### SELECTED EXTRACT
The more we walked around and the more we heard about the depth of the ties between Jews and Arabs in Morocco (even family names moved around, and to this day you can find Muslims named Mohammed Cohen), the extent of Israel’s political tragedy occurred to me. The people who can trace their origins to this place are the most solid powerbase of rightwing politics in Israel. This is a political camp that doesn’t want to have good relations with the Arabs or doesn’t believe that it’s possible, a camp some of whose leaders proudly bear the banner of anti-Arab racism, who exacerbate the struggle with the Arabs and fan the flames of the violent and bloody conflict.
Mizrahim for the leadership of the left
Clearly, the Morocco story is not only the story of Mizrahi Jews in Israel. It is impossible to put Morocco, Yemen, Tunisia, Syria and Iraq in the same basket. But the relations between Jews and Muslims in any of these places were never nearly as catastrophic as in Europe of the late 1930s. Ironically, at the same time, the State of Israel has been trying to resemble the West that expelled us from its midst. Israel has strived to distance itself as much as possible from any element of Arabism. And currently, it is ruled by a government that offers us only a continuation of the violent conflict with the Arabs.

### DATASET ROWS
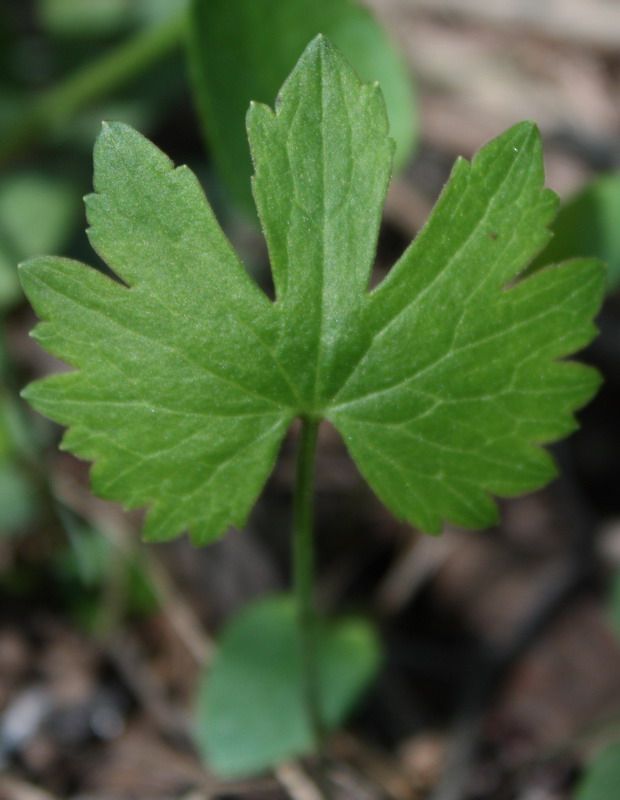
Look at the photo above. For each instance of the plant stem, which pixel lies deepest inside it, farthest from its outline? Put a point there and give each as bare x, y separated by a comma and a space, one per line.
52, 109
303, 576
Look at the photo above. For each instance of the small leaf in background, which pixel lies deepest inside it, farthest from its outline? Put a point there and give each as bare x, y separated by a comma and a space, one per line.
101, 18
587, 225
37, 214
601, 779
250, 714
76, 18
18, 501
443, 382
242, 50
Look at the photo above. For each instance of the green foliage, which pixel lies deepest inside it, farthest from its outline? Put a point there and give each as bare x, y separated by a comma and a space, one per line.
587, 225
37, 213
101, 581
249, 712
443, 380
602, 778
242, 50
99, 18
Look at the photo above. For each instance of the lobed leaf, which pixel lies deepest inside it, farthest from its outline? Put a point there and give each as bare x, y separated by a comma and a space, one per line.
242, 50
444, 380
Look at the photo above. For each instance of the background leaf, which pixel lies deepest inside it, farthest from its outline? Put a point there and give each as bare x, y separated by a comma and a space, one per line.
587, 225
37, 214
602, 777
249, 713
242, 50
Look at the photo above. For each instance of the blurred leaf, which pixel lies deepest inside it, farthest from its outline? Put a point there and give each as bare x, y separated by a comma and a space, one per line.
601, 780
249, 712
84, 19
18, 502
242, 50
587, 225
101, 580
37, 214
614, 604
100, 18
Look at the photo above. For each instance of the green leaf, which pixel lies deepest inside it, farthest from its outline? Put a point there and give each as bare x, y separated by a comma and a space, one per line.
444, 380
602, 776
242, 50
250, 714
587, 225
37, 213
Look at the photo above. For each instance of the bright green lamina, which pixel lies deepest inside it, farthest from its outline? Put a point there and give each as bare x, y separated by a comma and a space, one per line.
443, 381
242, 50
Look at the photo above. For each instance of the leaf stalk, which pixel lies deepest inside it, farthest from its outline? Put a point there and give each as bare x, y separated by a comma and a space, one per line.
303, 581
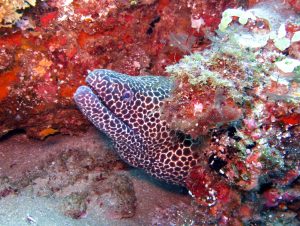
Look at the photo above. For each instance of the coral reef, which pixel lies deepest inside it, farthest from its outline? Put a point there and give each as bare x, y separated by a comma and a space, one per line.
242, 96
11, 11
45, 56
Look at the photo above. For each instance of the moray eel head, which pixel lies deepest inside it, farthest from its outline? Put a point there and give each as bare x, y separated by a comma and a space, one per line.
127, 109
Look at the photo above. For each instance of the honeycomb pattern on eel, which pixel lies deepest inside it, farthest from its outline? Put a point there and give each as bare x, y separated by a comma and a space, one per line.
127, 109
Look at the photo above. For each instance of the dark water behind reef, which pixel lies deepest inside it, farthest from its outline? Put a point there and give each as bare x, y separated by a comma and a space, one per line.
237, 89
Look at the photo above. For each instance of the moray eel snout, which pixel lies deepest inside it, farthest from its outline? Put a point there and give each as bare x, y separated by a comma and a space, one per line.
127, 109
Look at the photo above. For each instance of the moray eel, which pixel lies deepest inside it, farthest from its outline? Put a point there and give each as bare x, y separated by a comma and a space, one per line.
127, 109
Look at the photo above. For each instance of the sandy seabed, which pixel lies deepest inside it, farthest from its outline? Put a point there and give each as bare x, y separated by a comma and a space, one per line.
79, 180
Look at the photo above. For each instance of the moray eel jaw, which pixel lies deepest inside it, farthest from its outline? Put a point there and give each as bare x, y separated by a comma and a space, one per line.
127, 109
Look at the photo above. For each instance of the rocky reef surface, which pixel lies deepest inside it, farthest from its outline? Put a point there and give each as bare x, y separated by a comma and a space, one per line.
45, 54
236, 74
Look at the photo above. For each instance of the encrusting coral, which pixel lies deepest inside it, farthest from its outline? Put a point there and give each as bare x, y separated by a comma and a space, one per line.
11, 11
242, 96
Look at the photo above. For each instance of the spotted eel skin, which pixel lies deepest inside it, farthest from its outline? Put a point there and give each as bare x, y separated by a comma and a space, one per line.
127, 109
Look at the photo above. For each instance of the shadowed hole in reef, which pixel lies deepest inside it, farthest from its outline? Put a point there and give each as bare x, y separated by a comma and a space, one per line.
12, 133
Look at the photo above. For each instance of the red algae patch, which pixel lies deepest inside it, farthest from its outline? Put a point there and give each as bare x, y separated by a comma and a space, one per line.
56, 42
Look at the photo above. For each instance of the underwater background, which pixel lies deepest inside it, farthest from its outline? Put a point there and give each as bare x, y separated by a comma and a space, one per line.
234, 66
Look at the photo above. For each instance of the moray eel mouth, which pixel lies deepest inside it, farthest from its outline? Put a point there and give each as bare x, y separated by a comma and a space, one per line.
127, 109
95, 97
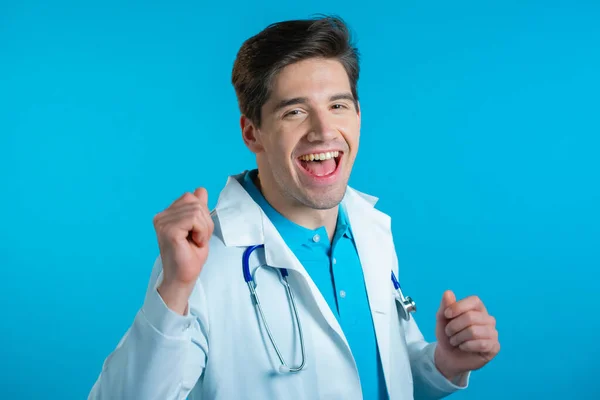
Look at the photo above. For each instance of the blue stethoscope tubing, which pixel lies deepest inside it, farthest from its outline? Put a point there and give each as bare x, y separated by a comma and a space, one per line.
408, 306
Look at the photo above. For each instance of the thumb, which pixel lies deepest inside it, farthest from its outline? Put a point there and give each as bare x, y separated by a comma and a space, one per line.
201, 194
448, 298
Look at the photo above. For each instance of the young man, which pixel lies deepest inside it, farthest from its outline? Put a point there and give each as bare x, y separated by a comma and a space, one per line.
337, 333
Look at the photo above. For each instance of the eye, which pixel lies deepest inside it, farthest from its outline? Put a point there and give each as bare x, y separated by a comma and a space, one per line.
339, 106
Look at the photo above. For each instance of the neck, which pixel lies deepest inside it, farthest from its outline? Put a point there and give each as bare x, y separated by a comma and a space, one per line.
298, 213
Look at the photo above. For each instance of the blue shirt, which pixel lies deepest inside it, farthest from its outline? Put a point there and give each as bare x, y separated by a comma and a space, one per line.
336, 271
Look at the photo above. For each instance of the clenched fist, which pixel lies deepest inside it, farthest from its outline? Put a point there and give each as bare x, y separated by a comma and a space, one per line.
183, 231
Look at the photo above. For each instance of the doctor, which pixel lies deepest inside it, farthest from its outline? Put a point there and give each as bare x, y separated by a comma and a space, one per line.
336, 332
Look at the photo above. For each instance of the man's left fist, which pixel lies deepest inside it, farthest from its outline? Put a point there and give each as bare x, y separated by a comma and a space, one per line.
466, 334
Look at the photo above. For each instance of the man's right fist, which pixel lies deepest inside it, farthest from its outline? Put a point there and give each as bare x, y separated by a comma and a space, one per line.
183, 231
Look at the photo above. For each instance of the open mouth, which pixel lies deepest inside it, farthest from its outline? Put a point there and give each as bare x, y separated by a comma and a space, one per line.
321, 164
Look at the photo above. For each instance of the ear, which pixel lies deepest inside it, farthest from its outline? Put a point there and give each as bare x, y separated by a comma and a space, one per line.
250, 135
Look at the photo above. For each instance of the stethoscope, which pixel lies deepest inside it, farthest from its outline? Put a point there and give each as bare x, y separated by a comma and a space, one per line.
407, 306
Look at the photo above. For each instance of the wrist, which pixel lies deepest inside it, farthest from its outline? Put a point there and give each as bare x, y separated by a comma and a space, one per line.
175, 296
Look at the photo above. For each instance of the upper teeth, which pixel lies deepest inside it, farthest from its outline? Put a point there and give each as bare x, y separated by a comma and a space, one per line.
320, 156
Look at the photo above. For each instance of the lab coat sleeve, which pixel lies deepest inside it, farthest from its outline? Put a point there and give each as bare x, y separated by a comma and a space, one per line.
429, 383
161, 356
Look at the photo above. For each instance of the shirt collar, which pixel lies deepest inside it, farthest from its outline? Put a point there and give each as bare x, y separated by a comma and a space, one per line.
293, 234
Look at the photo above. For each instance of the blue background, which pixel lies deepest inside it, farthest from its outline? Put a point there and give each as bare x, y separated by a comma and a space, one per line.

### REQUIRED TASK
In the excerpt about Jews and Arabs in Morocco, rewrite the portion between "Mizrahim for the" and "with the Arabs.", inclusive, replacing "catastrophic" with "disastrous".

### FINAL ANSWER
Mizrahim for the leadership of the left
Clearly, the Morocco story is not only the story of Mizrahi Jews in Israel. It is impossible to put Morocco, Yemen, Tunisia, Syria and Iraq in the same basket. But the relations between Jews and Muslims in any of these places were never nearly as disastrous as in Europe of the late 1930s. Ironically, at the same time, the State of Israel has been trying to resemble the West that expelled us from its midst. Israel has strived to distance itself as much as possible from any element of Arabism. And currently, it is ruled by a government that offers us only a continuation of the violent conflict with the Arabs.